PROVIDED PASSAGE:

- Born: 10 August 1919 Wellington, New Zealand
- Died: 5 August 1974 (aged 54) Papakura
- Education: King's School, Auckland Newington College Auckland Grammar School
- Occupations: Confidence trickster and thief
- Children: 1 son
- Parent(s): Annie Isabelle (née Huckstep) & Andrew Murray Roberts

= Murray Beresford Roberts =

Murray Beresford Roberts (10 August 1919 - 5 August 1974) was a New Zealand-born Australian confidence trickster and thief who died in New Zealand.

==Biography==
Roberts was born in Wellington, New Zealand, the only child of Andrew Murray Roberts, a surveyor, and his wife, Annie Isabelle (née Huckstep). He was brought up in a well-to-do Auckland home by his Presbyterian father and Baptist mother. As a child he attended church services in both of those Christian denominations.

He started school at the independent preparatory school King's School, Auckland. When his parents lived in Sydney, Australia, he briefly attended Newington College during 1931. Newington was then affiliated with the Methodist Church of Australasia. On his parents return to New Zealand he attended Auckland Grammar School.

After dropping out of the University of Otago medical school when caught cheating at an exam Roberts spent his life impersonating medics, military men, writers and academics. When each charade fell through, he would move to a new town and new circle of targets. In 1945 Philip Le Couteur appointed him as a physics master and boarding resident master at his Sydney alma mater, Newington College. Apparently he had produced excellent references from schools in New Zealand. Members of the Common Room at Newington became suspicious when he attempted to air his scientific knowledge. The ruse lasted only six weeks before he disappeared from the campus. His fraudulent teaching record at Newington, Brisbane Boys' College and Dookie Agricultural College were used as evidence against him in a later trial in Perth, Western Australia, in 1955.

Roberts' roles included Assistant medical director of the New Zealand Division (Army), a naval surgeon commander, governor general designate, professor of neuropsychiatry, manager of Barclays bank, a major-general, atomic scientist, High Court judge, famous German industrialist, a well-known author, professor of classics. Many seem to have been undertaken for the pleasure he obtained rather than financial gain.

Roberts had a son from the first of his two marriages made in Australia. He died in Papakura in New Zealand on 5 August 1974. He was cremated on 9 August 1974 and his remains were scattered at Waikumete Cemetery. His autobiography was published posthumously.

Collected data
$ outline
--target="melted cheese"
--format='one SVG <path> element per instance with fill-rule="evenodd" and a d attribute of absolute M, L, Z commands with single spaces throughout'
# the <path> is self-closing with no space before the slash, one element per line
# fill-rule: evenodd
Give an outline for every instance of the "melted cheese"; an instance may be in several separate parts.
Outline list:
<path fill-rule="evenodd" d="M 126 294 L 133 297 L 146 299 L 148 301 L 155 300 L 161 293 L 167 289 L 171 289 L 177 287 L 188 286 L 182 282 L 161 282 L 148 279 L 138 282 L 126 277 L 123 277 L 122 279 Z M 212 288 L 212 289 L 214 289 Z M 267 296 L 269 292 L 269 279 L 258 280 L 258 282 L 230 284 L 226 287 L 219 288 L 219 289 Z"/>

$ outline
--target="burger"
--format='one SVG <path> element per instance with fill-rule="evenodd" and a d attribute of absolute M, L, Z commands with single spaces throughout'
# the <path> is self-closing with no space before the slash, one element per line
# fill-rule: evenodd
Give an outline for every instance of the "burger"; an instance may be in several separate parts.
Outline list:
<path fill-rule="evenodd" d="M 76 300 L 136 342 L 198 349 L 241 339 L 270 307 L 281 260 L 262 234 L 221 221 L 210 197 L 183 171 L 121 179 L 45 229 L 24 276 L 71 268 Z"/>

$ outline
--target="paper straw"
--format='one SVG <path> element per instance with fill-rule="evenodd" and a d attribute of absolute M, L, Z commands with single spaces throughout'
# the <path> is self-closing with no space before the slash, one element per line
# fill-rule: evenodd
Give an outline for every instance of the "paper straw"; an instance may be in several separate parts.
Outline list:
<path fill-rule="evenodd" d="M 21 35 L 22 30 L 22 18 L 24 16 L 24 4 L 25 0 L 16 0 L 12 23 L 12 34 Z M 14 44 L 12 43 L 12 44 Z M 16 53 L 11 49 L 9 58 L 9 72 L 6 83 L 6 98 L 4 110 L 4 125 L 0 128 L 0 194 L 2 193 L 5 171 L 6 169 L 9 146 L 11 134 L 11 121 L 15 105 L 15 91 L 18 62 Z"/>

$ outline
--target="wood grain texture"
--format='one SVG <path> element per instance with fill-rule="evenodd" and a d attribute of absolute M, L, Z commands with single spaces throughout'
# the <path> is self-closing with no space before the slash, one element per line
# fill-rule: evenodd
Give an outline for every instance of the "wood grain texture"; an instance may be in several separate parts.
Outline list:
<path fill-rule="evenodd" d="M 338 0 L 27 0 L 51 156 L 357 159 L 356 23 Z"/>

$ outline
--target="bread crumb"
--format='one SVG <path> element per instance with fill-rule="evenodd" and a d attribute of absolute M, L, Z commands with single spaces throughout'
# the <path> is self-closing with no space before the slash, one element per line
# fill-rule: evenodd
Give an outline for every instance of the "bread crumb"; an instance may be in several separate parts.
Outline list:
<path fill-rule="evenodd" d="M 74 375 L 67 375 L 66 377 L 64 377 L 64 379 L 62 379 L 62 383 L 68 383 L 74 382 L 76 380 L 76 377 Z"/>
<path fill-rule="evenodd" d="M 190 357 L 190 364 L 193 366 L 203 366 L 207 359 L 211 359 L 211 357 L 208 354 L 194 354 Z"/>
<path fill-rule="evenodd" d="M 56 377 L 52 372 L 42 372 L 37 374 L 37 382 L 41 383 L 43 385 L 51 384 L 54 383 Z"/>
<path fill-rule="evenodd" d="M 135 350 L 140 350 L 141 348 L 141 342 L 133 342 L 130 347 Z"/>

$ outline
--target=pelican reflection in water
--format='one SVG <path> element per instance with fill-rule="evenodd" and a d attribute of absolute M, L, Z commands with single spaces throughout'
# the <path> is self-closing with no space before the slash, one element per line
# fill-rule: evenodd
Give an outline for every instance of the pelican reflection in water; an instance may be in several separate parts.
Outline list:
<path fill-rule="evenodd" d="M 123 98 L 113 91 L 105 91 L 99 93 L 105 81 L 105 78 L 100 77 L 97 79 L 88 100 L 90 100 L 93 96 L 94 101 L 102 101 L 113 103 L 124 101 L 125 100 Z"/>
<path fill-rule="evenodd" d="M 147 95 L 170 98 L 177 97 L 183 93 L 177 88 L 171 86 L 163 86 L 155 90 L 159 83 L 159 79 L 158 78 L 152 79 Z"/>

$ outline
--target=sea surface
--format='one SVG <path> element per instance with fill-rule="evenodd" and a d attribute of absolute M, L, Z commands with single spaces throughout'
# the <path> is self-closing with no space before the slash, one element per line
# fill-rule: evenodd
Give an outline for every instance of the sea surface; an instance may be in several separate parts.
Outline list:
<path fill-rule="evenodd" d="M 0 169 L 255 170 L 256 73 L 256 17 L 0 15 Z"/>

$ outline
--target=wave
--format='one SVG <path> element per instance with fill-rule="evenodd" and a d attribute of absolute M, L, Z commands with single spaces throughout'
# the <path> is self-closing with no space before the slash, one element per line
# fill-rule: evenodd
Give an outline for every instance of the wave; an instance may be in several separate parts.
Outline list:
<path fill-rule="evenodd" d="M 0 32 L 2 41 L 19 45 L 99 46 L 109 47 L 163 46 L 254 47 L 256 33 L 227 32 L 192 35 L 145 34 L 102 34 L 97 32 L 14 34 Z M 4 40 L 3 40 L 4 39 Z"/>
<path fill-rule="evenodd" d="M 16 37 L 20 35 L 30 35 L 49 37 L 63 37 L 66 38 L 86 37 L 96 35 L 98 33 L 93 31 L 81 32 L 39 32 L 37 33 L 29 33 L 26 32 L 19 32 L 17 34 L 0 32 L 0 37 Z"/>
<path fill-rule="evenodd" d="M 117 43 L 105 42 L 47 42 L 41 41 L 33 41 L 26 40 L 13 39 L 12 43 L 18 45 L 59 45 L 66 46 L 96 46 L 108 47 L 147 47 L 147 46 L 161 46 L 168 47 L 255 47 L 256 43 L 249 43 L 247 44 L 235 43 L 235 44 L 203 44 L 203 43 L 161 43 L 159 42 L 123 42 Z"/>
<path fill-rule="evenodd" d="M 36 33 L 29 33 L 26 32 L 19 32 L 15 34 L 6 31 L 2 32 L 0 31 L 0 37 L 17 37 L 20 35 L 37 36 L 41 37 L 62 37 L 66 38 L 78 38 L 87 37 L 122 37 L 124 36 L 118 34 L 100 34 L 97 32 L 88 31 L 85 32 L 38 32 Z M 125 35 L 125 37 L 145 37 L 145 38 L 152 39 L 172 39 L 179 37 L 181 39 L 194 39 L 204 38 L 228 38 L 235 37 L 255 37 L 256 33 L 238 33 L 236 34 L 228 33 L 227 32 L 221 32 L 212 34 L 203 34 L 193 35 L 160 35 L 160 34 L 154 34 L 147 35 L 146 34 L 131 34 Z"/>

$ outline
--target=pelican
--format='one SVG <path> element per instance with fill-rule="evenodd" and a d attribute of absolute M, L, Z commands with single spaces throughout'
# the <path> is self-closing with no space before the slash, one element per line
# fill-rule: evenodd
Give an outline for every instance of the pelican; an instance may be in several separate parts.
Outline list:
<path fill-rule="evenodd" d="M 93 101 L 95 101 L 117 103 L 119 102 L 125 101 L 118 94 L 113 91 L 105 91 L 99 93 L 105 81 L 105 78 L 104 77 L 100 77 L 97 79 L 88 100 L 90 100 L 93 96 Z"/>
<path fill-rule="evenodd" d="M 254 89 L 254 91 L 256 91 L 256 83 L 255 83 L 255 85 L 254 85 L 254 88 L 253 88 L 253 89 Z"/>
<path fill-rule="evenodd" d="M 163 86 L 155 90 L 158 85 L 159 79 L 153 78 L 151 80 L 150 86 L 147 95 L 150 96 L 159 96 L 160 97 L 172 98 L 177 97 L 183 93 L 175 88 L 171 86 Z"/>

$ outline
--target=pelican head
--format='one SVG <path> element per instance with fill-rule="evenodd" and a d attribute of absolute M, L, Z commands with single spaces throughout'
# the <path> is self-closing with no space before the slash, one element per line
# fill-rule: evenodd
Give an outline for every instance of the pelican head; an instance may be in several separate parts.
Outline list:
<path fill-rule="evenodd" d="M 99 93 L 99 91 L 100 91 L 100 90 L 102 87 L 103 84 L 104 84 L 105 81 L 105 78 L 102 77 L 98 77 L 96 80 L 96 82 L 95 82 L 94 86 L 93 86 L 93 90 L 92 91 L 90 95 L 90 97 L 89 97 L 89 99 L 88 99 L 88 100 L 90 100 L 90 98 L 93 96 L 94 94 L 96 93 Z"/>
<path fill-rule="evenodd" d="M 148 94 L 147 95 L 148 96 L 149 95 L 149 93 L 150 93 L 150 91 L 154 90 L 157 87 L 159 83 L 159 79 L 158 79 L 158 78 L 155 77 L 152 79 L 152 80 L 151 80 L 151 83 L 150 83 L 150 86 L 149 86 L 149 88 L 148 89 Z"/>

WORK TASK 1: Extract the passage of the Murray Beresford Roberts biography running from "- Born: 10 August" to "those Christian denominations.".
WORK TASK 2: Render this sentence from the Murray Beresford Roberts biography in Spanish: "The ruse lasted only six weeks before he disappeared from the campus."
WORK TASK 3: According to the Murray Beresford Roberts biography, who appointed Roberts as a physics master at Newington College in 1945?
None of the collected data lines is needed for this work.

REPLY 1:
- Born: 10 August 1919 Wellington, New Zealand
- Died: 5 August 1974 (aged 54) Papakura
- Education: King's School, Auckland Newington College Auckland Grammar School
- Occupations: Confidence trickster and thief
- Children: 1 son
- Parent(s): Annie Isabelle (née Huckstep) & Andrew Murray Roberts

= Murray Beresford Roberts =

Murray Beresford Roberts (10 August 1919 - 5 August 1974) was a New Zealand-born Australian confidence trickster and thief who died in New Zealand.

==Biography==
Roberts was born in Wellington, New Zealand, the only child of Andrew Murray Roberts, a surveyor, and his wife, Annie Isabelle (née Huckstep). He was brought up in a well-to-do Auckland home by his Presbyterian father and Baptist mother. As a child he attended church services in both of those Christian denominations.

REPLY 2: La artimaña duró solo seis semanas antes de que desapareciera del campus.

REPLY 3: Philip Le Couteur